# Craftsman CarveWright any good?



## opticsguy (Nov 9, 2012)

There is an Craftsman CarveWright machine for sale near my home on CL. Pics look like an almost new machine, little used. No contact with the owner yet. I did send a list of comprehensive questions about his machine. My impressions from previous postings is most machines are in need of updates and there is little value in a "used" machine if used very very little.

My questions here; does CarveWright support the Craftsman branded machines?

"Craftsman CarveWright machine. It comes with extra bits; CD; card and manual. Very nice machine and ready for use. In excelent condition. $600.00 U.S. cash only"

Thank you for your replies.


----------



## lynnfrwd (May 25, 2011)

opticsguy said:


> There is an Craftsman CarveWright machine for sale near my home on CL. Pics look like an almost new machine, little used. No contact with the owner yet. I did send a list of comprehensive questions about his machine. My impressions from previous postings is most machines are in need of updates and there is little value in a "used" machine if used very very little.
> 
> My questions here; does CarveWright support the Craftsman branded machines?
> 
> ...


Questions for him would be:
1. What is the serial number of the machine? Call us and we can look it up.

▶ **Short problem**
Using the CarveWright thread above, answer each question briefly.
(a) What does opticsguy ask about CarveWright and the Craftsman branded machines?
(b) What price does the quoted listing give, and how must it be paid?
(c) What is the first thing the reply says to ask the seller?

▶ **Data excerpt**

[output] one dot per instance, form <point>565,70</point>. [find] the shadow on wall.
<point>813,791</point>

▶ **Response**
(a) Whether CarveWright supports the Craftsman branded machines.
(b) $600.00 U.S., cash only.
(c) The machine's serial number.